• _Problem to solve_:
Reproduce only this part of the listing: the line with "One point rides on each instance of the road, each", plus every line after it through the last.

• _The records_:

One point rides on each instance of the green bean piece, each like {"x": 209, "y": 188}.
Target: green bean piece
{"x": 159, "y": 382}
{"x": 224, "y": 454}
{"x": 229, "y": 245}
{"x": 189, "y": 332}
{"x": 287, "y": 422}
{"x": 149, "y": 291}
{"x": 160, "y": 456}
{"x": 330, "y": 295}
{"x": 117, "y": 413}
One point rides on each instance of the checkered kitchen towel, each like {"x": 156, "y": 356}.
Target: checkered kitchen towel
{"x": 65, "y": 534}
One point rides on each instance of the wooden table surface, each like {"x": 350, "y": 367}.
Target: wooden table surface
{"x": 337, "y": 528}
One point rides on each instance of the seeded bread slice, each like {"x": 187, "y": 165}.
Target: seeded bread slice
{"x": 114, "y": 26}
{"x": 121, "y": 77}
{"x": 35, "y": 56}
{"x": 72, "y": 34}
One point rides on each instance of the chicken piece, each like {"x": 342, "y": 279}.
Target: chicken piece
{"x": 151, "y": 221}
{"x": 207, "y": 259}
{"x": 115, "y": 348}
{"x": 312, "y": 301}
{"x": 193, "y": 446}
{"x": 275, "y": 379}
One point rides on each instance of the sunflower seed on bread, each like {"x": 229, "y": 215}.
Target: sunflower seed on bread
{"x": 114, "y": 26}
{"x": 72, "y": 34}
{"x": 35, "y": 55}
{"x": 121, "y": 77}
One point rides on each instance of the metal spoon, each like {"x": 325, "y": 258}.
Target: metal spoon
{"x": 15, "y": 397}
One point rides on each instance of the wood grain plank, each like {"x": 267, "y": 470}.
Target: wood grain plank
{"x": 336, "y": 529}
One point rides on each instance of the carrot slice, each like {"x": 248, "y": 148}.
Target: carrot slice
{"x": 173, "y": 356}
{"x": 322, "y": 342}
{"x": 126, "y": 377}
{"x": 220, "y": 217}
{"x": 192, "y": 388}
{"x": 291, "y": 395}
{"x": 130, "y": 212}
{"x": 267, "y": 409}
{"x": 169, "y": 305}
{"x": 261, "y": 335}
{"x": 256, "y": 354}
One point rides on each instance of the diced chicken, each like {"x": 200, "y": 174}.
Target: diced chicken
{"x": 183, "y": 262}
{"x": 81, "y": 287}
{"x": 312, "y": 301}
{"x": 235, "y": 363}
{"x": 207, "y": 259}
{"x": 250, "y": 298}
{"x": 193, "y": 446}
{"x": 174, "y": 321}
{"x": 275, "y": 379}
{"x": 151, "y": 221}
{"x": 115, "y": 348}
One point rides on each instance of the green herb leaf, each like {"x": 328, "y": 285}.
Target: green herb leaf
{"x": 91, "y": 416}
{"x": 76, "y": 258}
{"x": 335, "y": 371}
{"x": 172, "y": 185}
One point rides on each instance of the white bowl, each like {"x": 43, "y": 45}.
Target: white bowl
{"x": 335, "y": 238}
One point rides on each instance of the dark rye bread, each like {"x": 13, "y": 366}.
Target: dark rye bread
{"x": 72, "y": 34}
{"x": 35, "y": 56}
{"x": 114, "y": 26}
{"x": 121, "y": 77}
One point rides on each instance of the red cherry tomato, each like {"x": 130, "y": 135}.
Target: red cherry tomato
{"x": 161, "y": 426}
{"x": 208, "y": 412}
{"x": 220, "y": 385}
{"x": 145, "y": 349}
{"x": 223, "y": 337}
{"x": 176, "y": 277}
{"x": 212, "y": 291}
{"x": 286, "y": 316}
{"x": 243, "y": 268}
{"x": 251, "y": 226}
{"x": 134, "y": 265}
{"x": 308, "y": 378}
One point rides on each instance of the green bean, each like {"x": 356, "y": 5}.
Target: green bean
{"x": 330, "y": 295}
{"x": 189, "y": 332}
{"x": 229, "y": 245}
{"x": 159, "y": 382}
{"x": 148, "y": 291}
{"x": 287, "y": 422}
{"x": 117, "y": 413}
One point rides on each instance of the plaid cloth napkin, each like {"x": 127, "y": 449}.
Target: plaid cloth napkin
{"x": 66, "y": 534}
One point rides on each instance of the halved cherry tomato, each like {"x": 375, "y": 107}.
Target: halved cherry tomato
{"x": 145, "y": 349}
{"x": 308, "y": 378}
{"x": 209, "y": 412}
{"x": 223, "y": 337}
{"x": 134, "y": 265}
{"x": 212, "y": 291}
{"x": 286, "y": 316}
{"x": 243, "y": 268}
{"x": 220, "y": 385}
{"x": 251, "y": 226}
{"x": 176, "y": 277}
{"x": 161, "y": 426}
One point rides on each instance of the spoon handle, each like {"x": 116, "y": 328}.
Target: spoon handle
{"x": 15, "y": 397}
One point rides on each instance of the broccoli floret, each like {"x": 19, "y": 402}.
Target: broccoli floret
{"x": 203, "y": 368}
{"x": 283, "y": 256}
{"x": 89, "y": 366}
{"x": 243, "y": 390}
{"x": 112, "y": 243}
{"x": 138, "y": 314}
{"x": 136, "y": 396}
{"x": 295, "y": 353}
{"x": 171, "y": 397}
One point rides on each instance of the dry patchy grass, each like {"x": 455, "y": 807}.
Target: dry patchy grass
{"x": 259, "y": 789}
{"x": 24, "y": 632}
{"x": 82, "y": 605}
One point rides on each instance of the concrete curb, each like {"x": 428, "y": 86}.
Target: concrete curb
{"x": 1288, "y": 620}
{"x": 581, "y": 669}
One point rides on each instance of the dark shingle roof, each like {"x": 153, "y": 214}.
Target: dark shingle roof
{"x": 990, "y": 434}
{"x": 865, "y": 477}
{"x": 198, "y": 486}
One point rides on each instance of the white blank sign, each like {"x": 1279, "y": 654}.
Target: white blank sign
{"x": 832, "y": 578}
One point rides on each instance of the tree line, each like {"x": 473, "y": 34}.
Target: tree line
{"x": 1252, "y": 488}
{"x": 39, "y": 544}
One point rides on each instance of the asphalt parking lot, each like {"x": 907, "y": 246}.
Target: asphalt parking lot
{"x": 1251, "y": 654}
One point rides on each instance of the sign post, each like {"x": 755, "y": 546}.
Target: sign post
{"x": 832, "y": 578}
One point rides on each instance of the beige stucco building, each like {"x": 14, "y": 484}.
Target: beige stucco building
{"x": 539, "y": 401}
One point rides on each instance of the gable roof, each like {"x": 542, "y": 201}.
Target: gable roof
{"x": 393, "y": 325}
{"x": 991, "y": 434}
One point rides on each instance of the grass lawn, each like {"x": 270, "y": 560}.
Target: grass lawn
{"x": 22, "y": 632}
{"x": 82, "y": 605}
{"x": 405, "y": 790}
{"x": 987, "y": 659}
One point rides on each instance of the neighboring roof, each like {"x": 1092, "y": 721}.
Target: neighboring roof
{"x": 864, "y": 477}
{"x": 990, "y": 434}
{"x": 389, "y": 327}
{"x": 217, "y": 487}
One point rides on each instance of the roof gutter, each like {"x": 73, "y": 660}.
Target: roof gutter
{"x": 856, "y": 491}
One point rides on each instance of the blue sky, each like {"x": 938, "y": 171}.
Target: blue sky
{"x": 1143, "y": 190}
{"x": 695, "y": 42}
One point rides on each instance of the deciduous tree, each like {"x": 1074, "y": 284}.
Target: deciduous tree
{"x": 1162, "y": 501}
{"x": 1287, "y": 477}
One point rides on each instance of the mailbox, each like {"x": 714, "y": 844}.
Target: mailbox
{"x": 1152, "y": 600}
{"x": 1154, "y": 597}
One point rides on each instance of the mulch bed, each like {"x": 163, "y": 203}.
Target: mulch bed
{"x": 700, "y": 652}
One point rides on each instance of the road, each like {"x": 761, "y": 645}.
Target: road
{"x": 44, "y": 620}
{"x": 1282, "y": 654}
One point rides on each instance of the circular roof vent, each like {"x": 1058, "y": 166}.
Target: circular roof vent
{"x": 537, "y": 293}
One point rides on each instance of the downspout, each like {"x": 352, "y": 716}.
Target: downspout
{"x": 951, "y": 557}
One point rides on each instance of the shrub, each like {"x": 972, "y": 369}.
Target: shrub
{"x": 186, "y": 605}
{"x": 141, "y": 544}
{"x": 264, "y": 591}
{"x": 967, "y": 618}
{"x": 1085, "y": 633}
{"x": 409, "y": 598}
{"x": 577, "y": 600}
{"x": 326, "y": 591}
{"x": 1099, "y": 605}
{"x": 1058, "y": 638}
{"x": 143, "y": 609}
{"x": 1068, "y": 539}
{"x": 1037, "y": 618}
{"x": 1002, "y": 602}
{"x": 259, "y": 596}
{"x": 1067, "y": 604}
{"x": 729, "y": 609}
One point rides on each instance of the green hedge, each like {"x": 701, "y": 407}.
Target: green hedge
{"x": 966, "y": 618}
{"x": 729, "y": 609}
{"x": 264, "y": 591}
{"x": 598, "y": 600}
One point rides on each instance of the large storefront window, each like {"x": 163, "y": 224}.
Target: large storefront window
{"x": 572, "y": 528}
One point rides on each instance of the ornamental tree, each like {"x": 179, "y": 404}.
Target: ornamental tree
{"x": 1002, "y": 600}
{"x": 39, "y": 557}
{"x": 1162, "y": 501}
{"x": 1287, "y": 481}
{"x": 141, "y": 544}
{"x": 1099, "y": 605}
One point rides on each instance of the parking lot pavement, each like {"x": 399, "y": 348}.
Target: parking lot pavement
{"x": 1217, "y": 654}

• _Answer to this problem_:
One point rides on each instance of the road, each like {"x": 761, "y": 645}.
Target: road
{"x": 44, "y": 620}
{"x": 1282, "y": 654}
One point rides on each instance of the circular roof vent, each like {"x": 1058, "y": 166}.
Target: circular roof vent
{"x": 537, "y": 293}
One point rides on each instance of the downspout, each like {"x": 352, "y": 716}.
Target: downspout
{"x": 951, "y": 557}
One point rides on each instance of the shrub, each like {"x": 972, "y": 369}.
Target: shrub
{"x": 186, "y": 605}
{"x": 141, "y": 544}
{"x": 264, "y": 591}
{"x": 967, "y": 618}
{"x": 1085, "y": 633}
{"x": 409, "y": 598}
{"x": 577, "y": 600}
{"x": 326, "y": 591}
{"x": 1099, "y": 605}
{"x": 1058, "y": 638}
{"x": 143, "y": 609}
{"x": 1068, "y": 539}
{"x": 1037, "y": 618}
{"x": 1002, "y": 602}
{"x": 259, "y": 596}
{"x": 1067, "y": 604}
{"x": 729, "y": 609}
One point rides on each instance of the green hedge, each like {"x": 701, "y": 407}.
Target: green hedge
{"x": 966, "y": 618}
{"x": 729, "y": 609}
{"x": 264, "y": 591}
{"x": 598, "y": 600}
One point rides on each instance of the large storefront window, each like {"x": 163, "y": 224}.
Target: large storefront window
{"x": 572, "y": 528}
One point rides on each instance of the ornamental tree, each like {"x": 179, "y": 404}.
Target: ornamental tree
{"x": 1002, "y": 600}
{"x": 39, "y": 557}
{"x": 1162, "y": 501}
{"x": 1287, "y": 481}
{"x": 141, "y": 544}
{"x": 1099, "y": 605}
One point rides on each instance of the parking lot pavement, each like {"x": 399, "y": 348}.
Target: parking lot pavement
{"x": 1217, "y": 654}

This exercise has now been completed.